SELECTION

Quimby began flying lessons on May 10, 1911. If driving a car were considered inappropriate behavior for a woman during this era, there was added pressure for women to eschew the new and unsafe sport of flying. To avoid any awkward publicity, Quimby took her lessons at sunrise and disguised herself in men's clothes. During the three months of her training, however, her ruse was discovered by reporters, and they quickly dubbed her "The Dresden China Aviatrix" because of her physical beauty. (She would also become known as "America's First Lady of the Air.") Once her secret was revealed, Quimby enjoyed the publicity that she garnered. Accompanying the glowing descriptions of her physical charms, however, came criticism of her attempts to learn to fly. Women had neither the physical dexterity nor the strength, skeptics argued, to operate such a large and complicated invention. Nor was it prudent for respectable women to participate in such an unsafe and masculine endeavor.
Quimby encountered these attitudes when she attempted to earn her pilot's license in August 1911. Representatives of the pilots' licensing agency, the Aero Club of America, initially resisted allowing her to take the required exam. Eventually they relented and on August 1, 1911, Harriet Quimby proved the skeptics wrong when she became the first American woman to earn her pilot's license. (She was also the second woman in the world to do so—France's Elise-Raymonde Deroche was the first—and only the 37th person ever to be accredited.) Upon receiving her pilot's license, Quimby made a critical jab at the continuing struggle to achieve female suffrage by quipping, "Flying seemed much easier than voting." While she was realizing her goals, women working for the vote would have to wait another nine years before their dreams were fulfilled.

PROVIDED INFORMATION
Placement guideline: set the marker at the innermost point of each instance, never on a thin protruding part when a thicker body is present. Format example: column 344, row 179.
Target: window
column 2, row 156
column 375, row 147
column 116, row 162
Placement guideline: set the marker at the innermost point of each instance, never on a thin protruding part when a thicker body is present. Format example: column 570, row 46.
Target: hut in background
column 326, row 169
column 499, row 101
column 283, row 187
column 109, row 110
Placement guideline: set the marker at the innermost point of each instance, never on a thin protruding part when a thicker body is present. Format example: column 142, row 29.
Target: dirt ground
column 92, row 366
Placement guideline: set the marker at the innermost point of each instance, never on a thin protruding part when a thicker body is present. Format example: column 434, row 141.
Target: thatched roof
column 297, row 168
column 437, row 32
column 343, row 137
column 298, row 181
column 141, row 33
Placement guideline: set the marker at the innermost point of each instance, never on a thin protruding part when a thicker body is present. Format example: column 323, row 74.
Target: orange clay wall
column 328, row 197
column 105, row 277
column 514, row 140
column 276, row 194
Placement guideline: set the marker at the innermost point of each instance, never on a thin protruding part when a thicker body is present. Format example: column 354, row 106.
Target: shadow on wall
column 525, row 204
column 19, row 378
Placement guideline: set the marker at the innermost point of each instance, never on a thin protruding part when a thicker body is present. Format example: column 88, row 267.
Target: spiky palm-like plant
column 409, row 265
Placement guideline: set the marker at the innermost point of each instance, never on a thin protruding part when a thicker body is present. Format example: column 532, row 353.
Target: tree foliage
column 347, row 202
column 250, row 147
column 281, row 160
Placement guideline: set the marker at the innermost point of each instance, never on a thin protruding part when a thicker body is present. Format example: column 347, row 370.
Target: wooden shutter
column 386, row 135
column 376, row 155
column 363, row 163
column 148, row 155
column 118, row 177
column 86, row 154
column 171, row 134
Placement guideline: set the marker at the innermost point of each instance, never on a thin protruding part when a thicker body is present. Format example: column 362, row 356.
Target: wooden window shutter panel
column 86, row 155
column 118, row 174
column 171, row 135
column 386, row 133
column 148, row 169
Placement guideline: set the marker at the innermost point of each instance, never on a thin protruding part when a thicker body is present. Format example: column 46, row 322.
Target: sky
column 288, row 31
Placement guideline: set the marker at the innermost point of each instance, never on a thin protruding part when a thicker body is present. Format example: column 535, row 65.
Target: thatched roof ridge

PROBLEM SET
• 1. In the Harriet Quimby passage, rewrite the part that opens with the words containing "Quimby encountered these" and closes with "dreams were fulfilled.", changing "skeptics" to "doubters".
• 2. According to the Harriet Quimby passage, who was the first woman in the world to earn a pilot's license?
• 3. Carry on the Harriet Quimby passage from its last sentence.

ANSWERS PROVIDED
• 1.
Quimby encountered these attitudes when she attempted to earn her pilot's license in August 1911. Representatives of the pilots' licensing agency, the Aero Club of America, initially resisted allowing her to take the required exam. Eventually they relented and on August 1, 1911, Harriet Quimby proved the doubters wrong when she became the first American woman to earn her pilot's license. (She was also the second woman in the world to do so—France's Elise-Raymonde Deroche was the first—and only the 37th person ever to be accredited.) Upon receiving her pilot's license, Quimby made a critical jab at the continuing struggle to achieve female suffrage by quipping, "Flying seemed much easier than voting." While she was realizing her goals, women working for the vote would have to wait another nine years before their dreams were fulfilled.

• 2. France's Elise-Raymonde Deroche.

• 3.
One of the first problems Quimby encountered was what to wear while flying. During the first decade of the 20th century, American women's fashions included voluminous, floor-length skirts. Women's clothes were impractical in the small cockpits of early airplanes. Other women flyers improvised by "hobbling" or tying their skirts, and some even wore men's clothes. This practice, however, gave critics of female flyers further ammunition when arguing that women should not participate in such a masculine activity. Quimby, with her usual flair, devised a solution to the problem. She had a flying uniform made which reflected her singular personality—a purple satin, one-piece outfit with knickers and calf-length high-laced boots. To protect her hair and face, she wore a full hood and aviators' goggles. Her distinctive uniform increased her visibility at air meets and heightened the aura of excitement and mystery that she instinctively generated.
Deroche, Elise-Raymonde (1886–1919)
France's premier woman pilot. Name variations: Baroness de Laroche; Baroness de la Roche; Raymonde de Laroche. Born in 1886; killed in 1919.
Elise-Raymonde Deroche, better known under her self-assumed title of Baroness de Laroche, was the first woman in the world to be granted a pilot's license. She qualified for the brevet on March 8, 1910, though she had already flown solo the previous year on October 22, 1909. Deroche had learned to fly, at Châlons in a Voisin biplane, from chief instructor Voisin Frères. In England, Hilda B. Hewlett , who was married to bestselling novelist Maurice Hewlett, took the Royal Aero Club test at Brooklands in a Henry Farman biplane in 1911 and was issued a license on August 29th. In 1919, Deroche became the first woman pilot in Europe to die in an airplane accident.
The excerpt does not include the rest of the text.